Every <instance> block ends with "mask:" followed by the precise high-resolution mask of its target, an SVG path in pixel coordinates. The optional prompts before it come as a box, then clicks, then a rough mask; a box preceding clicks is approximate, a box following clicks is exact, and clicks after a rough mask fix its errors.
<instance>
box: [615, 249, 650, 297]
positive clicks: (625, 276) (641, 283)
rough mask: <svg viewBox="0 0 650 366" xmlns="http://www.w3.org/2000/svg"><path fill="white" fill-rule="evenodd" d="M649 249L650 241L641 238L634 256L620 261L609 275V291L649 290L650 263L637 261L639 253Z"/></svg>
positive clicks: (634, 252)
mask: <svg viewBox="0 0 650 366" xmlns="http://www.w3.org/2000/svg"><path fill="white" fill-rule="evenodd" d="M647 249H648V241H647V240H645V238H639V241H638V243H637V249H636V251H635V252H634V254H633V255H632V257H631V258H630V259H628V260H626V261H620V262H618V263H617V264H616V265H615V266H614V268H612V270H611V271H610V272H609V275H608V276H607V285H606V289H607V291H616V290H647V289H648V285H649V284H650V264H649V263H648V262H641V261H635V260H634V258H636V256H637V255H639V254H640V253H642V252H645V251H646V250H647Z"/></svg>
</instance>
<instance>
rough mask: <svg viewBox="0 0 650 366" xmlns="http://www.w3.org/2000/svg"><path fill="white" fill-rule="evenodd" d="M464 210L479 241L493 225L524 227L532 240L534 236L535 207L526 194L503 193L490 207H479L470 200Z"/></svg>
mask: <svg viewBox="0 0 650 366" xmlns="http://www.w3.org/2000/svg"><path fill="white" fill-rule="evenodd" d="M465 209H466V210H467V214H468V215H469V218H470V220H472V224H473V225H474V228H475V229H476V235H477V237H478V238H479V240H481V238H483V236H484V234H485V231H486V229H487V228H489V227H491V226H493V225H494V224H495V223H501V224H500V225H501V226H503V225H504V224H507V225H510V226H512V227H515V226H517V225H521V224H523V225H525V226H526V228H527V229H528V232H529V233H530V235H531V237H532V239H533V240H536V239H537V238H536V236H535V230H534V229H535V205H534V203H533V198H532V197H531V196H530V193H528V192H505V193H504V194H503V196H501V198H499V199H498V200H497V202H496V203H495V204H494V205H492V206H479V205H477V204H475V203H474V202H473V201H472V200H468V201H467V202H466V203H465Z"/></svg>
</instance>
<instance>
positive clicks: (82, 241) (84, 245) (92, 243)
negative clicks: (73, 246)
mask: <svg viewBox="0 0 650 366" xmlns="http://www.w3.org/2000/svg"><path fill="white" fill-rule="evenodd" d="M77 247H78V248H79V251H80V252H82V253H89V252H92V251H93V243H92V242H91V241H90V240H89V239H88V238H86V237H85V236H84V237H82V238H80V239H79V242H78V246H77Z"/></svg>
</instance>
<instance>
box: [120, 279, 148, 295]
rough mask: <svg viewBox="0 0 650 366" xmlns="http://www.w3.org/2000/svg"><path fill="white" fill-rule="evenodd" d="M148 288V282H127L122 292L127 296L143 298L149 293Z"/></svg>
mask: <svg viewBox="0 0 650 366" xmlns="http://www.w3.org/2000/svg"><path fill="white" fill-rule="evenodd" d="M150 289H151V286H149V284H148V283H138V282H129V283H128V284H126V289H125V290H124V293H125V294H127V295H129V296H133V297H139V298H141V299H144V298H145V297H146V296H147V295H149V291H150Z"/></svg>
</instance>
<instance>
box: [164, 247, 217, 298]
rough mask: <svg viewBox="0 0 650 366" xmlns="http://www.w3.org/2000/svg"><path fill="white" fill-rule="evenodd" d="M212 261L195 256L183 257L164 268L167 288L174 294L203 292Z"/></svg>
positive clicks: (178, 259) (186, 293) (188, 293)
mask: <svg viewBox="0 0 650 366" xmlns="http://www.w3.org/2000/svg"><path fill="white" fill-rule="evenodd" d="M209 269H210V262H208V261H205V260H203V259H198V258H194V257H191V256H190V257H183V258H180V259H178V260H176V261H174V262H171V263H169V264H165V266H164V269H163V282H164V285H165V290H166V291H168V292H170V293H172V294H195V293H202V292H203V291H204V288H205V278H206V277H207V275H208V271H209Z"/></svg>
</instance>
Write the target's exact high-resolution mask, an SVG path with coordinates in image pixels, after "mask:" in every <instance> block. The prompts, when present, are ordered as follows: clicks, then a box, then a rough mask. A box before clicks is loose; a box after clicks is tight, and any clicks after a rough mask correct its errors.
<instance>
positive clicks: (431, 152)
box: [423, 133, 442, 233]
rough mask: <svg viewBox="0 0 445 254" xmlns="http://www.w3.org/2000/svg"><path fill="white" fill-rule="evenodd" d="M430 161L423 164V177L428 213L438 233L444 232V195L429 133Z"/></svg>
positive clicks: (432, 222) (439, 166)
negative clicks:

--------------------

Activity:
All lines above from the one holding "box: [164, 247, 217, 298]" to the one holding "261L195 256L183 257L164", inclusive, are to be copied exactly; no other line is wanted.

Task answer:
box: [164, 247, 217, 298]
rough mask: <svg viewBox="0 0 650 366" xmlns="http://www.w3.org/2000/svg"><path fill="white" fill-rule="evenodd" d="M212 261L195 256L183 257L164 268L167 288L174 294L203 292Z"/></svg>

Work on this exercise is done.